Given problem:
From the line that includes "query (the noun phrase to segment): man in" to the last line of the records, inclusive, repeat each line exactly.

-=-=-=-=-

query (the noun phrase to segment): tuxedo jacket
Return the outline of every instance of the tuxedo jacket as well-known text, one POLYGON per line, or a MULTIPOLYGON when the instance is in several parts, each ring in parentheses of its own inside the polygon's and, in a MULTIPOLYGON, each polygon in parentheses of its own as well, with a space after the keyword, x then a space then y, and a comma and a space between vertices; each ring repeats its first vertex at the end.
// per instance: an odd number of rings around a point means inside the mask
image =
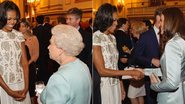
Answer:
POLYGON ((135 62, 141 67, 154 67, 152 58, 160 58, 159 43, 153 28, 141 34, 135 49, 135 62))

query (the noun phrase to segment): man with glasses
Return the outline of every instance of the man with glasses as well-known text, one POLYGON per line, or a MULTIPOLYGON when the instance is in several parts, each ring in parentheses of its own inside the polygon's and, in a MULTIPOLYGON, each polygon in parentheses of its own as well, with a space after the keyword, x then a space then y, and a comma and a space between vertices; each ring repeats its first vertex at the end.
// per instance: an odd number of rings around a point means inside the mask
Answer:
POLYGON ((82 35, 83 42, 85 44, 85 47, 83 51, 77 56, 80 60, 82 60, 84 63, 87 64, 89 67, 89 70, 91 72, 92 68, 92 33, 88 33, 85 30, 82 29, 80 26, 80 22, 82 19, 82 11, 78 8, 71 8, 67 11, 66 14, 66 23, 68 25, 74 26, 78 29, 80 34, 82 35))

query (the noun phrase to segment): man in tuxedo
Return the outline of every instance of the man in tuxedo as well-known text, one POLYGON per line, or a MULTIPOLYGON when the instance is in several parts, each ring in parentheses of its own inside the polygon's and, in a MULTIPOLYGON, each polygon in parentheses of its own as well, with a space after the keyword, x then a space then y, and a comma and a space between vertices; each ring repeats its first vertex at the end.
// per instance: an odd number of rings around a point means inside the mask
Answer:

-=-=-=-=-

Answer for this exercise:
query (the noun phrase to segment): man in tuxedo
Return the outline of every instance of the man in tuxedo as well-known text, one POLYGON per line, or a MULTIPOLYGON when the instance is in several parts, each ring in parentheses of its own inside the polygon's and, in a MULTIPOLYGON, each polygon in parentheses of its own as well, with a space after the keyword, x then a space then y, and a comma and a space between vertices; each ring repeats its first vertex at the end.
// per instance: an odd number of rings around a point means inside the mask
Answer:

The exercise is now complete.